§ **Task brief**
In the commentary on Ontario's long-term care, rewrite the passage that begins at "Prior to April" and stops after "in their bedrooms!", replacing "air conditioning" with "cooling" throughout.

Ontario’s Long-term Care COVID-19 Commission Report, published on April 30th, made 85 recommendations needed to keep residents and staff safe in future viral outbreaks. To date, the Provincial Government has yet to respond.
Prior to April 30th, the government announced some measures to be implemented. More staff will be hired and the amount of time PSWs spend with each resident daily will be increased, over a period of 3 years, to 4 hours, finally achieving the full 4 hours by 2024. By then, the complexity of resident care needs could be such that 4 hours of direct care may not be enough to maintain their physical and emotional needs. The government also announced that they have been working to ensure that there is air conditioning in all long-term care homes. The issue here is that the air conditioning is not necessarily in the resident’s room but rather in a common room on the unit. I wonder how government officials would have fared during the recent heat wave if they did not have air conditioning in their bedrooms!
Will these measures fix a broken system? The commissioners recognized in their Report that a new way of thinking about how long-term care is delivered needs to occur. “There needs to be a transformation to a person-centred care model, which motivates different behaviours and rewards innovation that leads to better outcomes for residents and staff.”
Transformative culture change is already occurring in more than 11 long-term care homes in Ontario. There is no need to re-invent the wheel! These homes are demonstrating, through their innovative model of care, that they have fewer resident falls/trips to hospital, a decreased use of antipsychotic medication and diet supplements, increased social activity among residents and, in general, happier staff, residents and their families. They all fared well through COVID-19 and the costs to operate their model of care, after the initial period of implementation, were recovered in approximately 18 months!
The commissioners listened to over 700 people and many different organizations and made recommendations that will keep our seniors safe while enjoying a quality of life. Now it is up to the government to act! Let us hope that this is not another Report that sits on the shelf while more tragedies occur in long-term care homes. You can help by contacting your MPP and advocate that the 85 recommendations be enacted and that transformative culture change to a model of person-centered care needs to occur in our long-term care homes.

[Images for object localization]
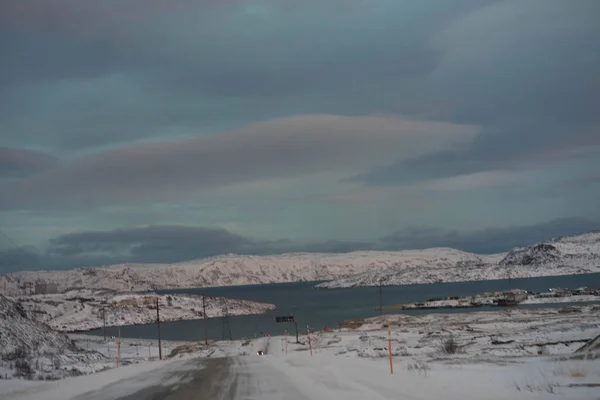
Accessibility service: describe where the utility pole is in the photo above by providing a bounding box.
[221,307,233,340]
[294,317,300,343]
[102,307,106,342]
[202,293,208,346]
[156,297,162,360]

§ **Response area**
Prior to April 30th, the government announced some measures to be implemented. More staff will be hired and the amount of time PSWs spend with each resident daily will be increased, over a period of 3 years, to 4 hours, finally achieving the full 4 hours by 2024. By then, the complexity of resident care needs could be such that 4 hours of direct care may not be enough to maintain their physical and emotional needs. The government also announced that they have been working to ensure that there is cooling in all long-term care homes. The issue here is that the cooling is not necessarily in the resident’s room but rather in a common room on the unit. I wonder how government officials would have fared during the recent heat wave if they did not have cooling in their bedrooms!